_MATERIAL FOR THIS TASK_.
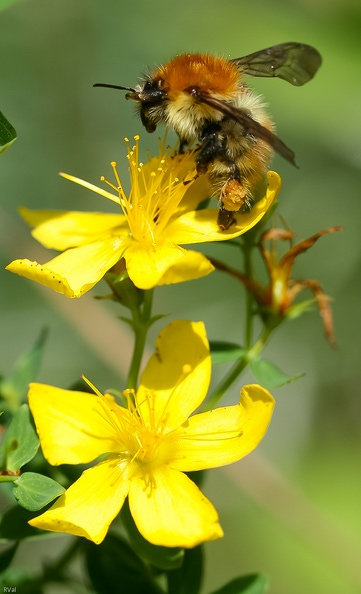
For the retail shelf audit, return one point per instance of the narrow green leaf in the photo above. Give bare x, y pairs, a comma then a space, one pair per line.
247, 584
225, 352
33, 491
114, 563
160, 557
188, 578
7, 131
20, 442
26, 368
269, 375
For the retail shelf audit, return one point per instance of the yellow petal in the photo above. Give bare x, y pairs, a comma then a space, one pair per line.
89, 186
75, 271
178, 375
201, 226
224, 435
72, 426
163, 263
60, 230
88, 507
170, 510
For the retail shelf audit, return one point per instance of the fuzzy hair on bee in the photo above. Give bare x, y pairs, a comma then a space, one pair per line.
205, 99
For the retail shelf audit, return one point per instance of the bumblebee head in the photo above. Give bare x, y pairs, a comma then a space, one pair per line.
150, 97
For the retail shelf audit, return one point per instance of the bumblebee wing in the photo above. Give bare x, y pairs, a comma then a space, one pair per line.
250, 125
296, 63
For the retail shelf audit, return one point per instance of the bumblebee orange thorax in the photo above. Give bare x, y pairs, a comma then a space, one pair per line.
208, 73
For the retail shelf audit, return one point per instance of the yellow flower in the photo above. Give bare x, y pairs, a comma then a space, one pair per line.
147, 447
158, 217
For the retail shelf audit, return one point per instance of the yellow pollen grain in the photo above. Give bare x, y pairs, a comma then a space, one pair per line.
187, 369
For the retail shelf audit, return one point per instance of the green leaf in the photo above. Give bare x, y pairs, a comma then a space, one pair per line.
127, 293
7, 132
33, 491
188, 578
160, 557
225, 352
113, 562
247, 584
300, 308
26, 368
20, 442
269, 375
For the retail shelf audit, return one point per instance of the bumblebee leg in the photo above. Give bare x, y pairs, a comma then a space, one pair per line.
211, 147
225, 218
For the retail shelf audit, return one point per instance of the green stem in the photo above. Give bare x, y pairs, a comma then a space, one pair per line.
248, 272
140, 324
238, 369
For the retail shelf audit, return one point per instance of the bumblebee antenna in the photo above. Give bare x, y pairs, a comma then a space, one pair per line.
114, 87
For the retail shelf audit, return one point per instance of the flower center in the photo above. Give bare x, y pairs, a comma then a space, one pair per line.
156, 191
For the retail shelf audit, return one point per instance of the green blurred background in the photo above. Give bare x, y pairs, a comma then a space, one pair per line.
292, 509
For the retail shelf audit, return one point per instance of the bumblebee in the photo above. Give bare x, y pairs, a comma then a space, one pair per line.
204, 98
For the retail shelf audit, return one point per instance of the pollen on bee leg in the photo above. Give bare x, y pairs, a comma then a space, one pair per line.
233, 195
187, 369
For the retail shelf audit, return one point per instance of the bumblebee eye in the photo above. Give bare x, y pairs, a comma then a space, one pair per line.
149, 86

_YOUR INSTRUCTIONS_.
Begin with the line that contains "the bumblebee antenna" and quote each line after it exactly, stopping after the last line of the data.

_TASK ANSWER_.
For the retail shelf audit, return one point per instance of the bumblebee antenna in the photo above. Give bare x, y pairs, a comma then a space, one pair per line.
114, 87
For the retail shelf audit, return one point per instance of the flower center in the photo above. Give bare x, y pairs, a comma then a space, one pair per line.
156, 191
For the retail shelf audit, return one point per instance of the green blurred background in the photo above. Give bare x, y pairs, a comma then a space, one pair per line.
292, 509
For the retail shelf audit, return one point per instance of the bumblebee in the photo above. Give bare x, y pairs, a comma then a space, one pair per line.
204, 98
For the retail shelf audit, return one point per instance of the pollen on bee leg in the photo above. Give bare x, y pairs, a comma then a space, one pair per line.
233, 195
187, 369
For the retail shelf audit, return one point per instance of the bumblebee eye in the photo above. Give bare x, y pairs, a comma then a space, one pair per line.
149, 86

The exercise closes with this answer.